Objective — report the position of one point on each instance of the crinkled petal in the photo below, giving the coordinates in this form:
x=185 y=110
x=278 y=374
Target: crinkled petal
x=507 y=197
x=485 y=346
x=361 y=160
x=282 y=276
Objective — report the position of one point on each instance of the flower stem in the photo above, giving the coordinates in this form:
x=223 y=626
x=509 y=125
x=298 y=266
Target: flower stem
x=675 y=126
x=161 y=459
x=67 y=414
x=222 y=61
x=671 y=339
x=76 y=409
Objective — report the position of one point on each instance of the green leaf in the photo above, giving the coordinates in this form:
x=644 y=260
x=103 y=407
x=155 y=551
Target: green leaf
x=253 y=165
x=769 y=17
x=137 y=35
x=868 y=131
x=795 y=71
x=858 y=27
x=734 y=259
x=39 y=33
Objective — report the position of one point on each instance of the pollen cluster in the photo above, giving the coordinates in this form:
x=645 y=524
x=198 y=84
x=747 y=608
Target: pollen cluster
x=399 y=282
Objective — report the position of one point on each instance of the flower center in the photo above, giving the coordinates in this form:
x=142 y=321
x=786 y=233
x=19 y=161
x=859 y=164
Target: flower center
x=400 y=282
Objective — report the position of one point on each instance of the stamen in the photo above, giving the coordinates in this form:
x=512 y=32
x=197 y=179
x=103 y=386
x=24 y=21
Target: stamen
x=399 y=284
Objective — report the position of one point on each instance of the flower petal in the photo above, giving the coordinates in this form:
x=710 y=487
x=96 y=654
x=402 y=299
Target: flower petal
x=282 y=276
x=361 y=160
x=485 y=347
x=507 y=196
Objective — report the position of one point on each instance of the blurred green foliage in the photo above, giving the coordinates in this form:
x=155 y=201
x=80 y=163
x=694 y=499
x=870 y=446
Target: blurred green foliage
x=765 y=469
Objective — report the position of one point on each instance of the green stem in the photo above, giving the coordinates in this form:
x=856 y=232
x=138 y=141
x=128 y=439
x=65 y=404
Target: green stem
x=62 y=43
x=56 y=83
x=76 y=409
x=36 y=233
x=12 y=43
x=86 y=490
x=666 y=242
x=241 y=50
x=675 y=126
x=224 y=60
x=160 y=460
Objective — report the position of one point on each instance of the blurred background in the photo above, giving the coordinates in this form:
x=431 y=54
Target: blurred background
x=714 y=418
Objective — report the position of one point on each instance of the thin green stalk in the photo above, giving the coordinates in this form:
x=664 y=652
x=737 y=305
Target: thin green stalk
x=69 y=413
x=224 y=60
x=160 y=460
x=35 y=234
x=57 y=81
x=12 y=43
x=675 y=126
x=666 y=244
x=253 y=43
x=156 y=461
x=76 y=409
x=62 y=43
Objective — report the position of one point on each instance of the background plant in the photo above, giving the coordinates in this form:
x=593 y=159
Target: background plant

**REQUIRED ACTION**
Every line in the data that holds "above" should be copied out.

**RESULT OF THE EXERCISE**
Objective — report the position of one point on each instance of the flower stem in the photo above, giving the coordinates in this form:
Objective — report the position of one point on each instance of the green leaf in the photo above, giving the coordinates in this form:
Objective — report the position of one point on each instance of the pollen cluster in the photo above, giving the coordinates in this form:
Objective — report the position of one point on each instance of the flower center in the photo above, giving the coordinates in this form:
Objective — report the position of one point on each instance of the stamen in the photo above, giving the coordinates in this form:
Objective — report the position of one point on each instance of the flower petal in the photo above, giving the coordinates in this form:
Objective — report the position of one point on each instance of the blurred green foliage in the photo above, giving the coordinates in this form:
Objective — report the position of one point on each instance of the green stem in the photo above, giving the coordinates in this form:
Objective — report the position of one point on each instance of the blurred background in the photo above, giving the coordinates in this form:
Objective — report the position of one point on each instance of the thin green stalk in the photo above, giving the coordinates in this form:
Objective — report the position of one point on each instance of the background plant in the photo above, giving the coordinates in this form:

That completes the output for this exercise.